Text extract -
--- start ---

In the Hills of Meghalaya, now part of North East India – a region whose boundaries were shaped by colonial rule – live the Khasi people, an Indigenous community in relationship with land, oral traditions, and reciprocal connections with both human and non-human. In the Khasi Worldview the Earth is Mei Mariang - Mother Nature - our origin, relation, and teacher. Our Mei Mariang is sacred - she nourishes, remembers, and holds us in ways no institution can. Our role as her children is to listen, care, and live in ways that honour this relationship.

Our stories, rituals, and collective being as held by our ancestors emerge not from the abstraction of nature, but from intimacy - a place-based ontology where the Earth is not separate or something to extract and labour for capitalistic gain, but she is a relation. In my journey of decolonisation and re-remembering my roots, to know is to dwell, to remember is to return, and to care is to be in kinship with all that lives.

--- end ---

To-do list -
1. Reproduce the Khasi passage in full, word for word.
2. Recast the records as a numbered list, beginning at the line that contains "flame shown in the photo above." and stopping after the final line of the records. Skip blank lines and leave out the pictures.
The Khasi passage and the records were taken from unrelated sources.

Dataset -

--- start ---

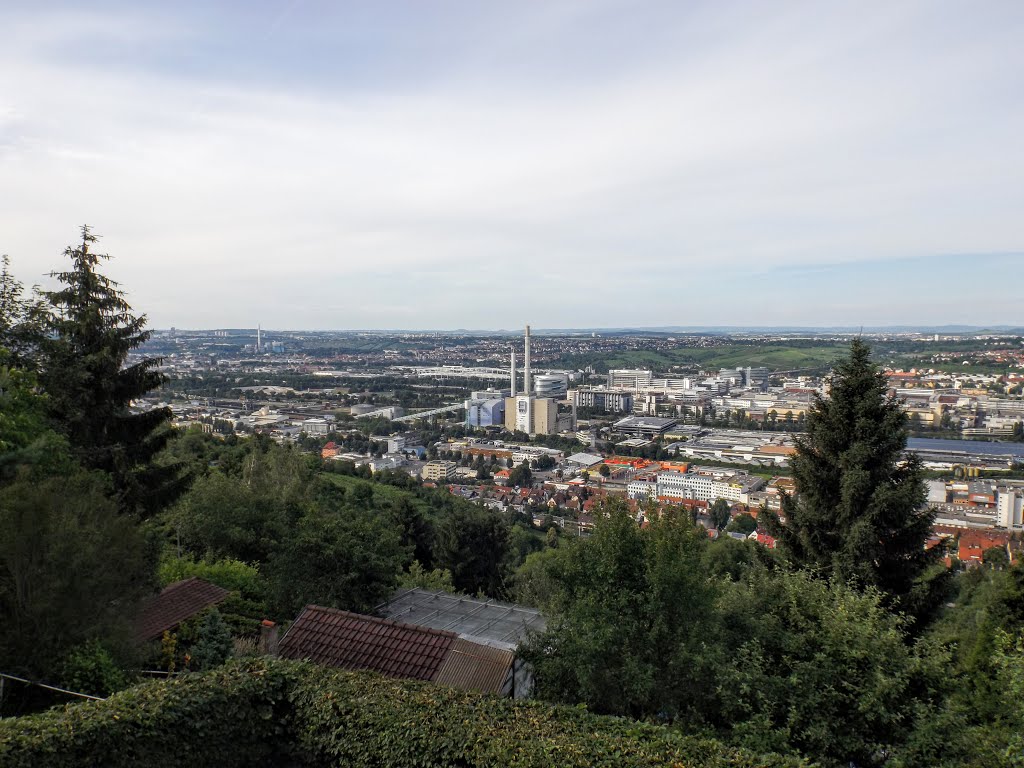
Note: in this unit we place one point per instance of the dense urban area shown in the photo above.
(249, 547)
(712, 417)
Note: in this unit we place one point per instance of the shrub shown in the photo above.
(271, 713)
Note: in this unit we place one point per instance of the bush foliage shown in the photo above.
(271, 713)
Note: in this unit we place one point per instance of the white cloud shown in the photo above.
(736, 141)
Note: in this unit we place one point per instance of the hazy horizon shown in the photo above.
(581, 164)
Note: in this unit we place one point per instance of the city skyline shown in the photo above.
(586, 165)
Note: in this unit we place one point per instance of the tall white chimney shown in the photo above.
(513, 374)
(527, 385)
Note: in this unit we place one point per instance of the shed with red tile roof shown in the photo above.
(352, 641)
(176, 603)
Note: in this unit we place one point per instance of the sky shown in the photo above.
(566, 163)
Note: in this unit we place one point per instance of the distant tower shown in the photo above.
(527, 385)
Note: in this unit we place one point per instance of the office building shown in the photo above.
(438, 471)
(604, 400)
(1010, 508)
(489, 413)
(626, 378)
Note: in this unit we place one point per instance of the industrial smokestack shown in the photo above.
(527, 385)
(513, 374)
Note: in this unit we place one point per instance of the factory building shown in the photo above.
(527, 413)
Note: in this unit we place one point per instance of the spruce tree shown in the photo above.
(90, 387)
(859, 510)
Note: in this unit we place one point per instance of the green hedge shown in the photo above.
(281, 713)
(232, 716)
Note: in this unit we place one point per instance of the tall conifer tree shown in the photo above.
(859, 511)
(90, 387)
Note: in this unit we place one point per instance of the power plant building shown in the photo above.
(527, 413)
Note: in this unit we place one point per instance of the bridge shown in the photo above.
(427, 414)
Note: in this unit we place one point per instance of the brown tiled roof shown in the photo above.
(473, 667)
(351, 641)
(175, 603)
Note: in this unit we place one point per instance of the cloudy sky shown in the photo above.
(578, 163)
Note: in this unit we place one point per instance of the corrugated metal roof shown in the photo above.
(473, 667)
(175, 603)
(488, 622)
(351, 641)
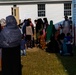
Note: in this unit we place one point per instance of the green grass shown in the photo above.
(39, 62)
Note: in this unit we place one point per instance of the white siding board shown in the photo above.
(55, 12)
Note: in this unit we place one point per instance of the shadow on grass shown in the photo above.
(69, 62)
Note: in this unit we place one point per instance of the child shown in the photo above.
(23, 45)
(42, 40)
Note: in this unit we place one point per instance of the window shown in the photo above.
(67, 9)
(41, 10)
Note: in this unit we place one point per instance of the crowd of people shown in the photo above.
(15, 39)
(48, 38)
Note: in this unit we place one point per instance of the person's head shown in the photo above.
(68, 34)
(11, 22)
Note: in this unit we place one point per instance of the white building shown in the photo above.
(52, 9)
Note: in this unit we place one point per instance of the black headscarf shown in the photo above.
(10, 36)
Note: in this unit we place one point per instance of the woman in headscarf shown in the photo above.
(10, 38)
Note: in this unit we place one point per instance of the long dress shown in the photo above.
(49, 31)
(10, 38)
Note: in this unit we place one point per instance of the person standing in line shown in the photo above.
(23, 46)
(10, 43)
(49, 31)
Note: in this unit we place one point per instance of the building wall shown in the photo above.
(5, 11)
(28, 11)
(54, 12)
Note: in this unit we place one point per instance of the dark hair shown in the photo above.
(68, 34)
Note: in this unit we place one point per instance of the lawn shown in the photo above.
(39, 62)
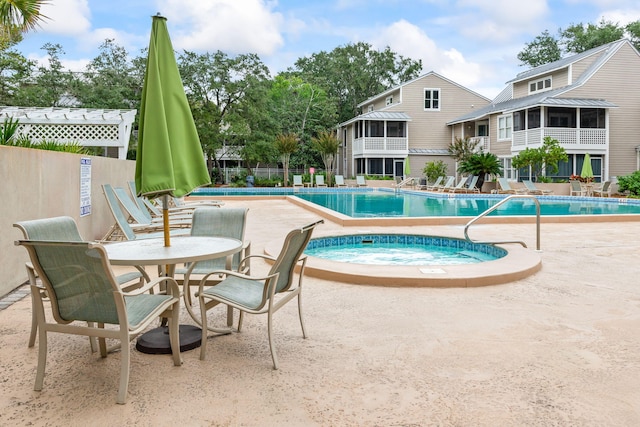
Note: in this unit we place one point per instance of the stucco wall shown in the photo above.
(40, 184)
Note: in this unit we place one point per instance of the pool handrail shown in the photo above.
(494, 207)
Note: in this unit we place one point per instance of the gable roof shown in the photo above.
(400, 86)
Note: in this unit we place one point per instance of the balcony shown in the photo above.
(381, 147)
(592, 140)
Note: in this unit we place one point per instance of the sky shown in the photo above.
(471, 42)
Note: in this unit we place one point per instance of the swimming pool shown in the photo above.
(386, 203)
(402, 249)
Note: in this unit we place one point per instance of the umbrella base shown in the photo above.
(156, 341)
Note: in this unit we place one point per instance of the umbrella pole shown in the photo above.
(165, 220)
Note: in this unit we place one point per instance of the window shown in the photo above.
(540, 85)
(592, 118)
(432, 99)
(504, 127)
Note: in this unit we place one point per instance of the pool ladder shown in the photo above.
(496, 206)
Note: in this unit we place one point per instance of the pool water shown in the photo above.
(391, 249)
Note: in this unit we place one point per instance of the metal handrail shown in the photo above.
(494, 207)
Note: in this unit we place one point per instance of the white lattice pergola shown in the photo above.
(86, 126)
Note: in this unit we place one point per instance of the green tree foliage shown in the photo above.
(285, 145)
(327, 144)
(462, 148)
(432, 170)
(543, 158)
(353, 73)
(576, 38)
(481, 164)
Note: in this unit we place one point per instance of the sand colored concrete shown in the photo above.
(560, 347)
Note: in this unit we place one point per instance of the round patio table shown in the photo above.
(153, 252)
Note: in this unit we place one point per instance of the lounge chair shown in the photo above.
(436, 184)
(339, 181)
(78, 279)
(604, 190)
(64, 228)
(576, 189)
(297, 181)
(447, 185)
(532, 189)
(265, 294)
(214, 222)
(505, 187)
(123, 230)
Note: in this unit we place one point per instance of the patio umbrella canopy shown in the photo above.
(587, 171)
(169, 160)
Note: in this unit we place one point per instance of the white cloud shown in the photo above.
(229, 25)
(66, 17)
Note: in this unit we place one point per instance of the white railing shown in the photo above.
(574, 138)
(370, 145)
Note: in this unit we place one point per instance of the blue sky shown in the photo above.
(472, 42)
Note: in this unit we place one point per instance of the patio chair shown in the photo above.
(123, 230)
(214, 222)
(265, 294)
(64, 228)
(603, 191)
(575, 188)
(505, 187)
(436, 184)
(447, 185)
(79, 281)
(532, 189)
(339, 181)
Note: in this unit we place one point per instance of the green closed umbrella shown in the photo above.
(169, 160)
(587, 170)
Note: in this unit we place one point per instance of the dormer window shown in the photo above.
(540, 85)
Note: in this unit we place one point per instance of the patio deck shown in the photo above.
(560, 347)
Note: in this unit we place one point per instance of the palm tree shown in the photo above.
(327, 145)
(286, 144)
(19, 16)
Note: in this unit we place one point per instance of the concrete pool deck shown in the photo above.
(560, 347)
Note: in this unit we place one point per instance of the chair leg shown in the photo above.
(272, 346)
(125, 355)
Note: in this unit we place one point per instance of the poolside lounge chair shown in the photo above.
(505, 187)
(604, 190)
(265, 294)
(460, 186)
(436, 184)
(64, 228)
(448, 185)
(78, 279)
(339, 181)
(576, 189)
(532, 189)
(214, 222)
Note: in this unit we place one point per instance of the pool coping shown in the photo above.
(519, 263)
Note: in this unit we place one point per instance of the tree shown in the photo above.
(286, 144)
(481, 164)
(327, 144)
(545, 158)
(543, 49)
(355, 72)
(17, 17)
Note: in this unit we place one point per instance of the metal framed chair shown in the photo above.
(264, 294)
(81, 286)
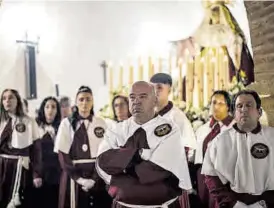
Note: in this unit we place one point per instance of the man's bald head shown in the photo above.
(142, 101)
(144, 87)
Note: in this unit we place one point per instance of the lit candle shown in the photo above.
(189, 82)
(180, 80)
(141, 69)
(121, 71)
(170, 65)
(221, 68)
(211, 76)
(131, 70)
(110, 71)
(160, 65)
(150, 67)
(216, 71)
(201, 83)
(197, 68)
(226, 73)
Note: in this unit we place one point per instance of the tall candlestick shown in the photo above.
(150, 73)
(130, 80)
(170, 65)
(160, 65)
(211, 76)
(110, 71)
(221, 68)
(197, 86)
(189, 82)
(141, 70)
(180, 80)
(226, 73)
(201, 82)
(216, 70)
(121, 72)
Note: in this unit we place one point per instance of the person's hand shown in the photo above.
(145, 154)
(86, 184)
(240, 205)
(37, 182)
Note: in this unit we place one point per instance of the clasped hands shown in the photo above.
(86, 184)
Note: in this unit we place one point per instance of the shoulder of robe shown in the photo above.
(202, 128)
(268, 131)
(30, 120)
(65, 123)
(177, 114)
(100, 121)
(225, 139)
(165, 127)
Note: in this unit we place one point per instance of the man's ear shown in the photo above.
(260, 112)
(169, 89)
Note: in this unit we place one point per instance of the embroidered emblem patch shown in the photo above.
(162, 130)
(85, 147)
(99, 132)
(20, 127)
(259, 151)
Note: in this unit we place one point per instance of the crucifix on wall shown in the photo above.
(104, 66)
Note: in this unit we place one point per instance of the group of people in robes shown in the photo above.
(148, 157)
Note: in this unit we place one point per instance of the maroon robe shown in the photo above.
(98, 195)
(227, 198)
(8, 167)
(202, 188)
(184, 200)
(47, 195)
(135, 181)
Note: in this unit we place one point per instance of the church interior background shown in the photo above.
(204, 45)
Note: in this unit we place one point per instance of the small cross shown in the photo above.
(104, 66)
(30, 43)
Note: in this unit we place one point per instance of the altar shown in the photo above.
(217, 56)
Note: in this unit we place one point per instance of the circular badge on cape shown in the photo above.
(85, 147)
(162, 130)
(99, 132)
(20, 127)
(259, 151)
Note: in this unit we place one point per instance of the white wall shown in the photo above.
(77, 36)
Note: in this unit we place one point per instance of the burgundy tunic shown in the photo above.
(184, 200)
(135, 181)
(227, 198)
(97, 195)
(202, 188)
(8, 167)
(51, 166)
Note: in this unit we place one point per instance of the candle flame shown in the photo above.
(186, 51)
(110, 64)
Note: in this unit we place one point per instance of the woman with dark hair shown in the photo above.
(120, 108)
(49, 117)
(19, 147)
(77, 142)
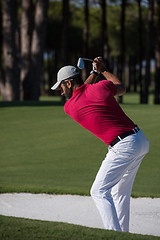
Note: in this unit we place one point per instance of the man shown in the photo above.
(96, 109)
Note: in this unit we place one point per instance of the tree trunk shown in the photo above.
(64, 54)
(26, 33)
(1, 65)
(157, 59)
(85, 71)
(11, 88)
(140, 49)
(148, 52)
(104, 33)
(122, 40)
(37, 48)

--- end ---

Complete answers -
1.
In the Hills of Meghalaya, now part of North East India – a region whose boundaries were shaped by colonial rule – live the Khasi people, an Indigenous community in relationship with land, oral traditions, and reciprocal connections with both human and non-human. In the Khasi Worldview the Earth is Mei Mariang - Mother Nature - our origin, relation, and teacher. Our Mei Mariang is sacred - she nourishes, remembers, and holds us in ways no institution can. Our role as her children is to listen, care, and live in ways that honour this relationship.

Our stories, rituals, and collective being as held by our ancestors emerge not from the abstraction of nature, but from intimacy - a place-based ontology where the Earth is not separate or something to extract and labour for capitalistic gain, but she is a relation. In my journey of decolonisation and re-remembering my roots, to know is to dwell, to remember is to return, and to care is to be in kinship with all that lives.

2.
1. Note: in this unit we place one point per instance of the candle flame shown in the photo above.
2. (186, 51)
3. (110, 64)
4. Note: in this unit we place one point per instance of the woman with dark hair shown in the photo above.
5. (120, 108)
6. (49, 117)
7. (19, 147)
8. (77, 142)
9. Note: in this unit we place one point per instance of the man shown in the photo above.
10. (96, 109)
11. Note: in this unit we place one point per instance of the tree trunk shown in the photo above.
12. (64, 54)
13. (26, 33)
14. (1, 65)
15. (157, 59)
16. (85, 71)
17. (11, 88)
18. (140, 49)
19. (148, 52)
20. (104, 33)
21. (122, 40)
22. (37, 48)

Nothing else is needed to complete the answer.